### Directive
Your task is to transcribe all of the records exactly and leave out the pictures.

=-=-=

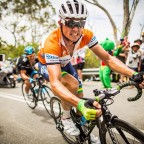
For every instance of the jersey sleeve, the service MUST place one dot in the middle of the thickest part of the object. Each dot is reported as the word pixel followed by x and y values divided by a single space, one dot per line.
pixel 52 51
pixel 89 38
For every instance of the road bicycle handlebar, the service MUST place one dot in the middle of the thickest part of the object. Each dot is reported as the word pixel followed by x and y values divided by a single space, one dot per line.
pixel 107 94
pixel 130 83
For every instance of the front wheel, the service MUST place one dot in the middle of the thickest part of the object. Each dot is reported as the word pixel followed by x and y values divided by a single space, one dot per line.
pixel 30 99
pixel 12 83
pixel 121 132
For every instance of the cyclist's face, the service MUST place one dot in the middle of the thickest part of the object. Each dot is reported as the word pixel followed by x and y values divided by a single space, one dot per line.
pixel 31 57
pixel 72 29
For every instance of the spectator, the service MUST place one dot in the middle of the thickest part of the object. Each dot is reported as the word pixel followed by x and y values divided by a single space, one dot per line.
pixel 123 55
pixel 134 57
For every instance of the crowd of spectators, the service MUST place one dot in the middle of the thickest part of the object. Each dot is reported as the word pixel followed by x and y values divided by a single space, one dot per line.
pixel 132 55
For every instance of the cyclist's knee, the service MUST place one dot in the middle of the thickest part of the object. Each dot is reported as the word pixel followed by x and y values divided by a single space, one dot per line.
pixel 71 84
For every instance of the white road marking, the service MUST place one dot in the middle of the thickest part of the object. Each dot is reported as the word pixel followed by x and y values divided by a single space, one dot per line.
pixel 21 99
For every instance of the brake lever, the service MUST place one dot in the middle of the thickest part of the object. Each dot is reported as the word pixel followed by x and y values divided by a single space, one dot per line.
pixel 112 92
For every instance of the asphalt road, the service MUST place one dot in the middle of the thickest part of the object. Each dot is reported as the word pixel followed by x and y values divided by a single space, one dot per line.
pixel 21 125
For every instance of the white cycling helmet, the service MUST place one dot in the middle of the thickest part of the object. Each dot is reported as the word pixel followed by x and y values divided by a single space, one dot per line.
pixel 73 9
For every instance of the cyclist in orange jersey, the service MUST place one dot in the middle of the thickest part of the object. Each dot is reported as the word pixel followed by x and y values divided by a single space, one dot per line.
pixel 56 50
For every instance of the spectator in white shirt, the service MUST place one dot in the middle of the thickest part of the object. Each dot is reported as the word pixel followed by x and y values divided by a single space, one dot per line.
pixel 134 57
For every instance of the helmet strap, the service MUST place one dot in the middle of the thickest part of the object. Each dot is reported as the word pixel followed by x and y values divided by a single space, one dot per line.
pixel 66 37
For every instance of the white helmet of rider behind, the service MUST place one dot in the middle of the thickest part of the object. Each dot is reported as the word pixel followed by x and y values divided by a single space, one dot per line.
pixel 73 9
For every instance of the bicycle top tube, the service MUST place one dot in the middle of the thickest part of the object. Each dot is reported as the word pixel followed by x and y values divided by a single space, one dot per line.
pixel 107 94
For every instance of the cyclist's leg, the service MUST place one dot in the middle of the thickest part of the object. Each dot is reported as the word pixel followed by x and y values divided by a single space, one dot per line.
pixel 33 74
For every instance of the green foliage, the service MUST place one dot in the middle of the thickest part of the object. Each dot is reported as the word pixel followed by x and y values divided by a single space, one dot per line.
pixel 14 52
pixel 91 61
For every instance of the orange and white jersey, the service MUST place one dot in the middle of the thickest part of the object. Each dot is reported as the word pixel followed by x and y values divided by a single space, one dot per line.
pixel 53 50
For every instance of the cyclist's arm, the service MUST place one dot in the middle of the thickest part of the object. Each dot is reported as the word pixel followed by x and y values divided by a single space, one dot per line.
pixel 23 75
pixel 115 64
pixel 58 88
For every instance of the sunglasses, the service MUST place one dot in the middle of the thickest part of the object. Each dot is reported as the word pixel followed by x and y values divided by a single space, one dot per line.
pixel 74 23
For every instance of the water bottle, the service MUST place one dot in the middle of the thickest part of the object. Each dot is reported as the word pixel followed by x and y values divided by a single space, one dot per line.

=-=-=

### Complete output
For every instance of the jersey sleeve, the service MUST place one dot in the middle of the thickest part of the object. Each dot is reported as the word pixel followed by x and y values divided by a single space, one dot per line.
pixel 52 51
pixel 89 38
For every instance of the road bicycle handlebar, the service MUST place one dot in the middle of the thickest part of the object. Each dot is reported as the word pixel followed by x and y values divided by a single space, one dot per line.
pixel 107 94
pixel 130 83
For every instance of the front wheel, the service MUST place one dot in the middle of the thickest part of the object. Each dot is reported as the word pixel followed by x and y values divided by a single space, one dot per line.
pixel 30 99
pixel 12 83
pixel 121 132
For every instance of the cyclist's face, the service MUST place one dot in the middle of the thickest part of the object. Each dot is reported as the word pixel followed by x and y values divided by a single space, one dot per line.
pixel 31 57
pixel 72 29
For every instance of the spectator, the service MUST place one dot in the middle of the thickest part of the object. Each dot is reported as the word pixel followed by x and y values divided by a single space, one dot per line.
pixel 123 55
pixel 134 57
For every instance of the crowd of spectators, the service MUST place one dot in the middle of the thickest part of the object. Each dot is reported as the word pixel followed by x and y values divided by a single space, one dot per line.
pixel 132 55
For every instance of the cyclist's knee, the service MUST place one dot in the middle of the thickest part of the object. Each dot is reported as the word pixel followed by x and y values divided by a single space, one dot per line.
pixel 71 84
For every instance of the white road marking, the service MUST place one dot in the middle of the thickest part of the object. Each dot is reported as the word pixel followed by x and y values divided by a single space, one dot per line.
pixel 21 99
For every instance of the brake lever, the service MUST place one dot in the middle of the thickest part of the object. Each dot is reported as the word pixel followed by x and y values divided by a single space, one dot per line.
pixel 112 92
For every instance of the asphalt road, the service MUST place one dot in the middle of the thickest part of the object. Each dot is reported as the word pixel followed by x and y values divided by a single space, one dot per line.
pixel 21 125
For every instance of the white cycling helmet, the service MUST place one dot in the middle of the thickest part of the object. Each dot is reported as the word pixel followed by x and y values divided by a single space, one dot per line.
pixel 73 9
For every instance of the cyclist in orange jersey, the service MUST place one dot in the middle of the thickest part of the object. Each dot is reported as the word pixel followed by x and y values divided by a single space, one dot per line.
pixel 56 50
For every instance of the spectator in white shirt, the service MUST place one dot in the middle of the thickest part of the object. Each dot is reported as the word pixel followed by x and y values divided by a single space, one dot per line.
pixel 134 57
For every instance of the helmet strap, the service MUST place one dot in the middle of the thickest part of the object. Each dot is reported as the word pixel followed by x and y values divided by a single space, one dot per line.
pixel 66 37
For every instance of the white helmet of rider behind, the service MUST place one dot in the middle of the thickest part of the object. Each dot is reported as the word pixel followed by x and y values divided by a single space, one dot per line.
pixel 73 9
For every instance of the bicycle top tube, the service MUST place one dot in the middle of the thickest part of the object. Each dot is reported as the word pixel followed by x and y values divided by a single space, one dot per line.
pixel 107 94
For every instance of the cyclist's leg, the service MUST place one dot in the middle of the thickest part of the object. Each dot is reported as the word pixel followed by x and y values divided by a single space, one dot per line.
pixel 33 74
For every instance of the green foliage, the service MUST place one dot in the middle of the thickest part of the object. Each dot is reported as the word pixel followed by x and y values divided by a single space, one dot per line.
pixel 14 52
pixel 91 61
For every instance of the orange and white jersey, the service MUST place one dot in the middle of the thickest part of the object. Each dot is reported as the word pixel followed by x and y values divided by a single space, one dot per line.
pixel 53 50
For every instance of the cyclist's arm, the service MUST place one dot in the middle of the thickest part of the object. Each dot is reported as the word pixel followed by x and y values divided by a single space, one dot per line.
pixel 23 75
pixel 115 64
pixel 58 88
For every instance of the sunglasses, the service MUST place one dot in the middle of the thickest part of the object. Each dot is reported as the word pixel followed by x and y values divided by a single space, one dot per line.
pixel 74 23
For every instance of the water bottle, the service MUST place one dot in the middle of the thickest part of the object. Each dot is reported as the word pixel followed by x and y values divided by a single space, one dot per line.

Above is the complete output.